[Task instructions] Extract the items from their very first line down through the line containing "109], [124, 101]]", including both ends, and reproduce those lines verbatim.

(Items listed in a dataset)
BEGIN

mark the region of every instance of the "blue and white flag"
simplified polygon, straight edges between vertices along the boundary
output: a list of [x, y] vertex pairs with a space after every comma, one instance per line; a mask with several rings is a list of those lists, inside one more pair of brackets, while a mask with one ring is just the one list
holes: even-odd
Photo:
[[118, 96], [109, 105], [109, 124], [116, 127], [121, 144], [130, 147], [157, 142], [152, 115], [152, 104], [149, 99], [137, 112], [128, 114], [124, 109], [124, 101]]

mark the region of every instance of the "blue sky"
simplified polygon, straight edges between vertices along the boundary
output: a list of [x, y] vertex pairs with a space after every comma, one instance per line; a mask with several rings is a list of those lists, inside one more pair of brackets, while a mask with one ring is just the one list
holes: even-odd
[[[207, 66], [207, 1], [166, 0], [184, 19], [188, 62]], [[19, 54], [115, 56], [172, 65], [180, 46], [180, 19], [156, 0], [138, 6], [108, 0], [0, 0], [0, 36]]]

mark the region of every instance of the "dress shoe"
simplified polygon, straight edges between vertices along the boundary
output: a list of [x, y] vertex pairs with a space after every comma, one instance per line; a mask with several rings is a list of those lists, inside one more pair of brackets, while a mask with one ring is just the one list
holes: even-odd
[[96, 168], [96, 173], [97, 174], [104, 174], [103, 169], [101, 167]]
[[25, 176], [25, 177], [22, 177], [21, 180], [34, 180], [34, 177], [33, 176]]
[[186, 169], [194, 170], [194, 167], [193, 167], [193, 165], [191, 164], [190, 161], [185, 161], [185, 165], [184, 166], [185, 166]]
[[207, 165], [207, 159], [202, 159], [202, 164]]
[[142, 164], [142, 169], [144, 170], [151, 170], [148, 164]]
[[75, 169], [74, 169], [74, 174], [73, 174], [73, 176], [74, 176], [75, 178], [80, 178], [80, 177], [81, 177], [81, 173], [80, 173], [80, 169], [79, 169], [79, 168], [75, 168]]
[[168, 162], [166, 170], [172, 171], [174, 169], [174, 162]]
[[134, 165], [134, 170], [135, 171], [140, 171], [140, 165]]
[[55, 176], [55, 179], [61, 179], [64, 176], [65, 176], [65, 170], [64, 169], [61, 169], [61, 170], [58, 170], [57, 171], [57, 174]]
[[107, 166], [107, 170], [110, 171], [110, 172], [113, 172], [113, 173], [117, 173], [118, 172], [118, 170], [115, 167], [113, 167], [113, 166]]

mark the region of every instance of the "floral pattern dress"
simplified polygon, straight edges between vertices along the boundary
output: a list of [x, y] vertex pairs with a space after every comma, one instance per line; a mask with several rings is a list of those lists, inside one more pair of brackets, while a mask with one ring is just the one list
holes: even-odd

END

[Task solution]
mark the region of every instance of the "blue and white flag"
simplified polygon, straight edges between vertices along the boundary
output: a list of [x, y] vertex pairs with a space after every comma, one instance per line; a mask with several rings is a list of those lists, inside one more pair of brackets, while a mask with one ring is just the one list
holes: even-odd
Photo:
[[118, 96], [109, 105], [109, 124], [116, 127], [121, 144], [130, 147], [157, 142], [152, 115], [152, 104], [149, 99], [137, 112], [128, 114], [124, 109], [124, 101]]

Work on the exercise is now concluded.